WHAT YOU WILL DO:
Your task is to repeat all of the material exactly.

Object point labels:
-- Start --

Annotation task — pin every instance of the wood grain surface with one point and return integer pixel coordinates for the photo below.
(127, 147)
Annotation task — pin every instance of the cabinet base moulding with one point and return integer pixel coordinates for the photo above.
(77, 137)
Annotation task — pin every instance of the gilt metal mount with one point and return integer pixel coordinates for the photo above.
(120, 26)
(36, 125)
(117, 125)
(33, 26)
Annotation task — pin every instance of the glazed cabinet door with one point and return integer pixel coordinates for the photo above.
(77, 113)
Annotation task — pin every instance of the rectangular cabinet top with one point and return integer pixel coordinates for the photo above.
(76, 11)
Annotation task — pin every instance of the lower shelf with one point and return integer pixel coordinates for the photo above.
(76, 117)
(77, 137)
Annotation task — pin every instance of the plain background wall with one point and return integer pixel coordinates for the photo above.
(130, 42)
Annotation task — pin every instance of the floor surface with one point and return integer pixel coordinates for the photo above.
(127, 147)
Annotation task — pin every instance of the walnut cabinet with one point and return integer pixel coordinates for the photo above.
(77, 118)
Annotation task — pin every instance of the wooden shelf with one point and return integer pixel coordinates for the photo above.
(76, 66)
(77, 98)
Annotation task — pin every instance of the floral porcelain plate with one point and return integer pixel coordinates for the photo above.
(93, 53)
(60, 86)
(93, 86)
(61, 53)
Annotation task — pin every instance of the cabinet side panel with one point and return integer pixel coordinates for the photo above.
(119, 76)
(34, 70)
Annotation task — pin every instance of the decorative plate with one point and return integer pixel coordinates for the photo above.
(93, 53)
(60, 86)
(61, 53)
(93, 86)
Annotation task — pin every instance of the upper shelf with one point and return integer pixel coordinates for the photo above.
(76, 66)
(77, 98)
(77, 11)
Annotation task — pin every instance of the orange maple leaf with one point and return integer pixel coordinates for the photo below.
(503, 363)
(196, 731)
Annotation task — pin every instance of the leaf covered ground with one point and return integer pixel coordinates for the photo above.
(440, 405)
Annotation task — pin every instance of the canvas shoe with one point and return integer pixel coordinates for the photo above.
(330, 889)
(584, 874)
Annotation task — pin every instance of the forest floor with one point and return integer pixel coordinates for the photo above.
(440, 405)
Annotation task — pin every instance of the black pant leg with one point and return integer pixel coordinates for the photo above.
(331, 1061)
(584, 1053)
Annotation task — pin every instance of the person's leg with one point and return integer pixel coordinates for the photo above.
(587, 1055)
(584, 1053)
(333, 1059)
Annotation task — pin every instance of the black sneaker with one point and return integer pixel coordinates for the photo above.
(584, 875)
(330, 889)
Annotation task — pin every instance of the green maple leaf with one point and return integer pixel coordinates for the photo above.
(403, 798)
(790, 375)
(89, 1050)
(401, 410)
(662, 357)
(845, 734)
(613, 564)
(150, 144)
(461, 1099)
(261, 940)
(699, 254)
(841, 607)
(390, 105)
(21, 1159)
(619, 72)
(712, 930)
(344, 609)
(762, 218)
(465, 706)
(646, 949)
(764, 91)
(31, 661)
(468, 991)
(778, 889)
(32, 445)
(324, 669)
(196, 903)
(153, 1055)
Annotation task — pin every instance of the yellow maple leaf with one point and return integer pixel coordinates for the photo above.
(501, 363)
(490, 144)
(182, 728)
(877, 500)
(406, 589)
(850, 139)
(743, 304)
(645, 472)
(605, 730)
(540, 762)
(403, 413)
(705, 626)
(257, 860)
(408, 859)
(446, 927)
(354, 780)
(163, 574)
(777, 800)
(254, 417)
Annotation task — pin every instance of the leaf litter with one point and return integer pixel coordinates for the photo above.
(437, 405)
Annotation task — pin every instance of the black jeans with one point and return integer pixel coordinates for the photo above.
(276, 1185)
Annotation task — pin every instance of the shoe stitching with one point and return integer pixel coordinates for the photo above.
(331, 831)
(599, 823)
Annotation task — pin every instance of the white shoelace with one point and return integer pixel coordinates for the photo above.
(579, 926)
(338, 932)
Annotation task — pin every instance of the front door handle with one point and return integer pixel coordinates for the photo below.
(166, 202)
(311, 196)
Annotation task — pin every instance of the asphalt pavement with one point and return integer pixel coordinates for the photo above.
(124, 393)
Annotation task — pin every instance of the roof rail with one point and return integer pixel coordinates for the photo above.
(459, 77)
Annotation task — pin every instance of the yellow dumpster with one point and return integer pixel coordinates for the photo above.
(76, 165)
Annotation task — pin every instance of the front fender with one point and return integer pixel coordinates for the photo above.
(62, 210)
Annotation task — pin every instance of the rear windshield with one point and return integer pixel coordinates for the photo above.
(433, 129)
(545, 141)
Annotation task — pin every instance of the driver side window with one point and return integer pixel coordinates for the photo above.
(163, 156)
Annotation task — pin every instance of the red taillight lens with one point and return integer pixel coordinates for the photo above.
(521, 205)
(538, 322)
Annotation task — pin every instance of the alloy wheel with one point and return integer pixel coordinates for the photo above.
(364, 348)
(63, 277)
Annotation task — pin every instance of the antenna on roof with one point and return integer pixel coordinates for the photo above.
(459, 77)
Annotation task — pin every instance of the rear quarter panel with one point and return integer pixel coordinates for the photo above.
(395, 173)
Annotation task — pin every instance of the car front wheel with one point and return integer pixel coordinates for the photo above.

-- End --

SOLUTION:
Annotation task — pin every instance of the wood grain surface with one point and return integer pixel coordinates for the photo below.
(127, 147)
Annotation task — pin every instance of the cabinet base moulding with one point and return integer pixel coordinates for the photo above.
(77, 137)
Annotation task — pin every instance of the gilt metal mount with one point and return integer pixel coordinates for the photo above.
(120, 26)
(36, 125)
(117, 125)
(33, 26)
Annotation task — pin every instance of the glazed cabinet door with one point and return integer pixel coordinates for the photo above.
(77, 113)
Annotation task — pin every instance of the rectangular cabinet top with one point and return integer pixel coordinates for the photo above.
(76, 11)
Annotation task — pin every instance of the lower shelf with one point and return integer pixel coordinates for the photo above.
(76, 117)
(77, 137)
Annotation task — pin every instance of the plain background wall with one point and return integer pixel coordinates for the photo above.
(130, 42)
Annotation task — pin every instance of the floor surface with one point and return integer pixel coordinates for the photo above.
(127, 147)
Annotation task — pin every instance of the walnut cabinet with one point and return integer pixel coordinates for the photo above.
(77, 118)
Annotation task — pin every instance of the wooden shelf with one point and return integer pixel coordinates for the photo above.
(76, 66)
(77, 98)
Annotation task — pin every instance of the floral porcelain plate with one point and return integer pixel coordinates for the photo above.
(93, 53)
(60, 86)
(93, 86)
(61, 53)
Annotation task — pin every instance of the cabinet side panel with one point and return integer pixel coordinates for the photo above.
(119, 76)
(34, 70)
Annotation task — pin every instance of the decorative plate with one point and return integer pixel coordinates for the photo above.
(93, 53)
(60, 86)
(61, 53)
(93, 86)
Annotation task — pin every instance of the upper shelf with one point and return integer pixel coordinates for the photo above.
(76, 66)
(77, 98)
(77, 11)
Annotation task — pin every instance of the orange maple leaf with one point and return integer pixel coordinates for the photo below.
(503, 363)
(196, 731)
Annotation task — pin every instance of the leaf covered ground with one point and return integer pixel coordinates for the photo above.
(440, 405)
Annotation task — pin every instance of the canvas shoe with one point and return integer pixel coordinates for the photo above.
(330, 889)
(584, 874)
Annotation task — pin every instance of the forest floor with one point and return integer pixel coordinates for the photo above.
(440, 405)
Annotation task — pin every instance of the black pant leg with one point and return integer pixel coordinates for the photo above.
(331, 1061)
(584, 1053)
Annotation task — pin every instance of the person's leg with one point and return integer pixel coordinates for the photo above.
(587, 1055)
(584, 1053)
(333, 1059)
Annotation task — pin every instance of the black sneaker with one point and return integer pixel coordinates for the photo above.
(584, 875)
(330, 889)
Annotation task — pin every instance of the green maple leaf with one point and return integer pixel coordinates for the photo above.
(403, 798)
(790, 375)
(89, 1050)
(401, 410)
(662, 357)
(845, 734)
(613, 564)
(150, 144)
(461, 1099)
(261, 940)
(699, 254)
(841, 607)
(390, 105)
(21, 1159)
(619, 72)
(712, 930)
(344, 609)
(762, 218)
(465, 706)
(646, 949)
(764, 91)
(31, 661)
(468, 991)
(778, 889)
(32, 445)
(324, 669)
(196, 903)
(153, 1055)
Annotation task — pin every instance of the yellow maple leaf with one point and return integer pixel coordinates for the photo above.
(501, 363)
(490, 144)
(182, 728)
(877, 500)
(406, 589)
(850, 139)
(743, 304)
(645, 472)
(605, 730)
(540, 762)
(403, 413)
(705, 626)
(257, 860)
(408, 859)
(446, 927)
(354, 780)
(163, 574)
(777, 800)
(254, 417)
Annotation task — pin every instance of the leaf litter with one point and return integer pixel coordinates for the photo above.
(437, 405)
Annotation task — pin every instance of the black jeans with one point and return integer pixel coordinates for the photo above.
(276, 1185)
Annotation task — pin every instance of the shoe stitching with one point and return integer pixel coordinates for the photo above.
(331, 831)
(599, 823)
Annotation task — pin every instance of the white shoelace with one point and return integer pixel coordinates for the photo above.
(579, 926)
(338, 932)
Annotation task — pin every instance of the front door handle with one point and return integer pixel coordinates for the photo below.
(166, 202)
(311, 196)
Annotation task — pin every instance of the asphalt pavement with one point and return integer pixel coordinates for the photo above.
(124, 393)
Annotation task — pin every instance of the roof rail with one point and return integer pixel coordinates for the photo above.
(459, 77)
Annotation task — pin every instance of the yellow dumpster with one point and return integer pixel coordinates for the photo above.
(76, 165)
Annotation task — pin every instance of the front fender with one point and return integer pixel coordinates for the photo above.
(62, 210)
Annotation task — pin every instance of the rear windshield with one point and return integer pixel coordinates for the photo above.
(433, 129)
(545, 141)
Annotation task — pin every instance of the driver side window with one point and return integer pixel coordinates for the photo above.
(163, 156)
Annotation task — pin every instance of the red taillight lens with one point and return integer pixel coordinates for the photo above.
(521, 205)
(538, 322)
Annotation task — pin every instance of the alloy wheel with one point and return integer pixel coordinates for the photo above.
(364, 348)
(63, 277)
Annotation task — pin every instance of the antenna on roof with one point and return integer pixel coordinates for the photo above.
(459, 77)
Annotation task — pin every instance of the rear quarter panel with one point and return integer pixel coordinates for the photo above.
(395, 173)
Annotation task — pin every instance of the car front wheel with one point and return integer pixel coordinates for the photo above.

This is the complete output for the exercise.